YOUR GOAL:
Each line of the data below from the one holding "Query: asphalt pavement" to the one holding "Where can you spot the man's arm", inclusive, is to be reproduced exactly; no other line belongs in the answer.

··· GIVEN DATA ···

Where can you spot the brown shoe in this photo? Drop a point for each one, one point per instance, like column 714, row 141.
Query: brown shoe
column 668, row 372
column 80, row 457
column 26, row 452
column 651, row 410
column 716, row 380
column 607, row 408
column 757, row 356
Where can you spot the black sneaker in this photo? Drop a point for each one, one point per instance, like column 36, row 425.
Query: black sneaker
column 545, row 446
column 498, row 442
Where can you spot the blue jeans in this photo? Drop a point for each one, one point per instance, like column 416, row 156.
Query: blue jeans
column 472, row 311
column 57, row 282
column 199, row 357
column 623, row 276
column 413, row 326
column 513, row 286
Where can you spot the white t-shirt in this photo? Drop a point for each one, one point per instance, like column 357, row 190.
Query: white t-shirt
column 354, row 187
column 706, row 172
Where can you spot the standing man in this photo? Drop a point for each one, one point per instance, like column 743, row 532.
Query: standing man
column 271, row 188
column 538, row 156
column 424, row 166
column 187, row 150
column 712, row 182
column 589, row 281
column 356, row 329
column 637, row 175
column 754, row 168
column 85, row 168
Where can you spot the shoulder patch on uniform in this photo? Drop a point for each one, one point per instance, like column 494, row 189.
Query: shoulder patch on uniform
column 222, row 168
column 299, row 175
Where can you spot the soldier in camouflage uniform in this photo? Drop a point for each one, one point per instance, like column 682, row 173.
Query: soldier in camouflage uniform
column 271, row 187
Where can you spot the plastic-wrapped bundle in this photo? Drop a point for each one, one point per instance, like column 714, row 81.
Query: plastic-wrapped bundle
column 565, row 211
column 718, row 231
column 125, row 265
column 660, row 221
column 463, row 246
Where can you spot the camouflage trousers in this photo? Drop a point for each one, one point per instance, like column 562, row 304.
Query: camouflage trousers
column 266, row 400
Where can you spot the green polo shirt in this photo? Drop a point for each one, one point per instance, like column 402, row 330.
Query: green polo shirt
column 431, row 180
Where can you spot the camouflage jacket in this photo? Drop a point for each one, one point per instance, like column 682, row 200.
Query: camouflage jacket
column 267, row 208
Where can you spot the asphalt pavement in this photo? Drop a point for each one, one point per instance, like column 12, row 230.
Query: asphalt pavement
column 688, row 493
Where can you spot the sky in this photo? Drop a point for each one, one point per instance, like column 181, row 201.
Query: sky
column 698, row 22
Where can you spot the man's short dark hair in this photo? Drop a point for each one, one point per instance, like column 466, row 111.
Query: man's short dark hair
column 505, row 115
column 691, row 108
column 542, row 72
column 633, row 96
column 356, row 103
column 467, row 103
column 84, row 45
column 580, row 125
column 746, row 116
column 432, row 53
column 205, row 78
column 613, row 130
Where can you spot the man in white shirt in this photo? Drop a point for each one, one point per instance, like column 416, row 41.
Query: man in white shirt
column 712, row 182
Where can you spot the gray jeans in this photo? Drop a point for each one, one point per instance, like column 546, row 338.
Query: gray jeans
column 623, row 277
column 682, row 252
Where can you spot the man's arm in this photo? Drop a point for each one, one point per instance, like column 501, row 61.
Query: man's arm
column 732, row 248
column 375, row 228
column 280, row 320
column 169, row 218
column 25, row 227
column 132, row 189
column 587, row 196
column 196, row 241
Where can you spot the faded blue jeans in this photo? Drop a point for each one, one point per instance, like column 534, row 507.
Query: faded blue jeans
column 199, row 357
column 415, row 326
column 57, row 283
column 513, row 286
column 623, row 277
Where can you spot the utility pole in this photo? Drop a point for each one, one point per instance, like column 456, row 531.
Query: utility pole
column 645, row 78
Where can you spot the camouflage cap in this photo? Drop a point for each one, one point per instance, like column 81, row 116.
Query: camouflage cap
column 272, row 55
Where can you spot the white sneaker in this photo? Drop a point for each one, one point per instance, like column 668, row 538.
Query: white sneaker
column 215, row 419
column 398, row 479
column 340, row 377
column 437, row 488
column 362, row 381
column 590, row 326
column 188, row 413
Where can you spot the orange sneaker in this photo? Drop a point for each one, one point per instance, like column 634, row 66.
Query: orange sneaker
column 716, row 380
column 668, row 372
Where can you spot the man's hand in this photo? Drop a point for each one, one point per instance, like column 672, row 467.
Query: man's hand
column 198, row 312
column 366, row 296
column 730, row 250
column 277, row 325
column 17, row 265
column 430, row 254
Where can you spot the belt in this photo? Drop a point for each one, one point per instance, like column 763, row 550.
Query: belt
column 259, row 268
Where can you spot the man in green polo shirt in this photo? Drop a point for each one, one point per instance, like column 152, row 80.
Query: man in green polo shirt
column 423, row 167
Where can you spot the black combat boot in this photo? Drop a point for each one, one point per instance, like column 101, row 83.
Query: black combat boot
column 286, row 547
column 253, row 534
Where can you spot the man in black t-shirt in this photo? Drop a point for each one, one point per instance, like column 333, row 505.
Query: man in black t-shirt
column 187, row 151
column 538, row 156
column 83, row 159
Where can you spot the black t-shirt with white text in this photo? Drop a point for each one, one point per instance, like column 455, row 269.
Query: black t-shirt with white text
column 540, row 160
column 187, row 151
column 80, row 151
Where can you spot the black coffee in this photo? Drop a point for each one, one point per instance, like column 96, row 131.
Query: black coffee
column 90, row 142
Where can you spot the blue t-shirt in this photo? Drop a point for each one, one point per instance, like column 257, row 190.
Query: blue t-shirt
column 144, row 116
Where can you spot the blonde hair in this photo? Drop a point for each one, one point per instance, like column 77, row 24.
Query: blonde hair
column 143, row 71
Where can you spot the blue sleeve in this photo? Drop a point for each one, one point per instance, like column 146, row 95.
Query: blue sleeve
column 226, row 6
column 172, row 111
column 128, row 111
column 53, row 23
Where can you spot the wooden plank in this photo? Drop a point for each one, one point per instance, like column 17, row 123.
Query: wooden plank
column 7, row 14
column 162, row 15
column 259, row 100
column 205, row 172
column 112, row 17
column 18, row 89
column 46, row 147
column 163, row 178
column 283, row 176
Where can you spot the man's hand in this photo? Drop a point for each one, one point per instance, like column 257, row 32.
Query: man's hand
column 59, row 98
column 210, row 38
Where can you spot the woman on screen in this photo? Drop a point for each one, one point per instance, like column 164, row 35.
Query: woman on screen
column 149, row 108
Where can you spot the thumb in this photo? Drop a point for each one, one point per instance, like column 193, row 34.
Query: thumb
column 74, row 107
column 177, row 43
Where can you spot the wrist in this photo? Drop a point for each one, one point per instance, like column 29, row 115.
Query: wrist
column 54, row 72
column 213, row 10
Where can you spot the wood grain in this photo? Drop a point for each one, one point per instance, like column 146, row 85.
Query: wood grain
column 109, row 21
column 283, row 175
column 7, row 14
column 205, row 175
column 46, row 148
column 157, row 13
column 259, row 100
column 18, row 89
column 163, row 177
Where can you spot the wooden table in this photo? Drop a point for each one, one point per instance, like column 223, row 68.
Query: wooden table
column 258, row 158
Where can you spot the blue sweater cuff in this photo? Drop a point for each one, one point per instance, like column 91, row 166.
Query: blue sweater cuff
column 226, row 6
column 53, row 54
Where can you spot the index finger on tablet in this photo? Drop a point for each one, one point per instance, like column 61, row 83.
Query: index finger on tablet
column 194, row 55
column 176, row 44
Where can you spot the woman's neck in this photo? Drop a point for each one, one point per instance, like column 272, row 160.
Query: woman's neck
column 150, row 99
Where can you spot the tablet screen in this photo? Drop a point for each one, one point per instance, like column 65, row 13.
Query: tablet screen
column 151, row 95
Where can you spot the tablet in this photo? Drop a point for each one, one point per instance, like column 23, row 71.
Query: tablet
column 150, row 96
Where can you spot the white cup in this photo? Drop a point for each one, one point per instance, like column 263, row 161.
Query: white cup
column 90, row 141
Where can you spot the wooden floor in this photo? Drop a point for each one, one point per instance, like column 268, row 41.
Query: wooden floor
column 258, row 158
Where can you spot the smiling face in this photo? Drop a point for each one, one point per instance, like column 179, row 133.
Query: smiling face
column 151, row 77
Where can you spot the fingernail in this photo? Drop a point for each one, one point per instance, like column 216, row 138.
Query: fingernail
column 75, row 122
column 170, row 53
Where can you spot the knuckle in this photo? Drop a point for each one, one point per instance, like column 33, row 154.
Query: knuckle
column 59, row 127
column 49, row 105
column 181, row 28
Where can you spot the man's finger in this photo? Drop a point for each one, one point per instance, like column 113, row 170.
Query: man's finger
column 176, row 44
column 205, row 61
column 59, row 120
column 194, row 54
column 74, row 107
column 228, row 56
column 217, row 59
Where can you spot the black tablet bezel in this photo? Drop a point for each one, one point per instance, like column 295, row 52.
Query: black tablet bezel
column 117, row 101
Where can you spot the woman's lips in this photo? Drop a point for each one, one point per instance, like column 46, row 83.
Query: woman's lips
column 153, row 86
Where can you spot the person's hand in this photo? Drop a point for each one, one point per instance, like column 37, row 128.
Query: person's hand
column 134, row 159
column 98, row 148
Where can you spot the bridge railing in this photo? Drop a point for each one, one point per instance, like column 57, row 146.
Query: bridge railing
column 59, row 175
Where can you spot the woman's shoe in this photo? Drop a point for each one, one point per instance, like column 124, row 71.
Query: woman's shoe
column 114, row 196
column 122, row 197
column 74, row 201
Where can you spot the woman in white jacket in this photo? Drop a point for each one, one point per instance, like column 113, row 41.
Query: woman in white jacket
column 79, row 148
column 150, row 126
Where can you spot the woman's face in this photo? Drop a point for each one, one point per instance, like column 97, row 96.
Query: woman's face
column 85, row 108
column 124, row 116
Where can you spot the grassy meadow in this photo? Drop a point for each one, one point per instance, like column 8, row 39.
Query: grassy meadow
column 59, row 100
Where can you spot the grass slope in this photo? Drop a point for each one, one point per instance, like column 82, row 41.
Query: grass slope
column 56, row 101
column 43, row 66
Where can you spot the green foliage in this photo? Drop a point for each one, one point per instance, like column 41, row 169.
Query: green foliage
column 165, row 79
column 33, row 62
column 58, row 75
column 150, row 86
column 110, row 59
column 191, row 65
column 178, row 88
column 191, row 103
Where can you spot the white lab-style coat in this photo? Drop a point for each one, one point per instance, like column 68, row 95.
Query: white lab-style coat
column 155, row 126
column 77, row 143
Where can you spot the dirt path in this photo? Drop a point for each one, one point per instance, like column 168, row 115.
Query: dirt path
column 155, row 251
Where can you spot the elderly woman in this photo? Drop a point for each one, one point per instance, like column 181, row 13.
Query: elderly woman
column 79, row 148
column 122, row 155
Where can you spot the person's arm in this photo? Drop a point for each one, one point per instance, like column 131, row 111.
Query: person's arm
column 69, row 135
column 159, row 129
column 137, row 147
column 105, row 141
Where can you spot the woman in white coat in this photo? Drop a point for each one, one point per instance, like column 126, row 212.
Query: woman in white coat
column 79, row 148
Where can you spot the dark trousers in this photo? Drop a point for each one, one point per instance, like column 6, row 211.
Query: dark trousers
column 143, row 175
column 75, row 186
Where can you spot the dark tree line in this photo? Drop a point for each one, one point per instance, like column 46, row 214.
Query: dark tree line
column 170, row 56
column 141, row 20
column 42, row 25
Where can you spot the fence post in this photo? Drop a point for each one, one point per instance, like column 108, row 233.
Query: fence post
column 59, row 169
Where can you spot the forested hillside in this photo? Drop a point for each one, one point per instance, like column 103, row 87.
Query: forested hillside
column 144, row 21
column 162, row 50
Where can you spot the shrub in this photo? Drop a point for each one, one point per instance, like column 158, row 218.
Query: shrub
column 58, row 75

···

ANSWER SECTION:
Query: asphalt pavement
column 688, row 493
Where can you spot the sky in this photo? Drop a point for each one, one point per instance, like column 181, row 201.
Query: sky
column 698, row 22
Where can you spot the man's short dark hair in this photo? Drop a point for each one, one point per instance, like column 466, row 111.
Query: man's short dark hair
column 505, row 115
column 691, row 108
column 542, row 72
column 633, row 96
column 356, row 103
column 467, row 103
column 84, row 45
column 580, row 125
column 746, row 116
column 432, row 53
column 205, row 78
column 613, row 130
Where can you spot the man in white shirt in this photo? Drop a point for each one, one point per instance, like column 416, row 41.
Query: man in white shirt
column 712, row 182
Where can you spot the gray jeans in this photo? Drop a point for each one, one point per instance, like column 546, row 338.
Query: gray jeans
column 623, row 277
column 682, row 252
Where can you spot the man's arm in this photo? Drop a point for each one, one point per instance, like column 501, row 61.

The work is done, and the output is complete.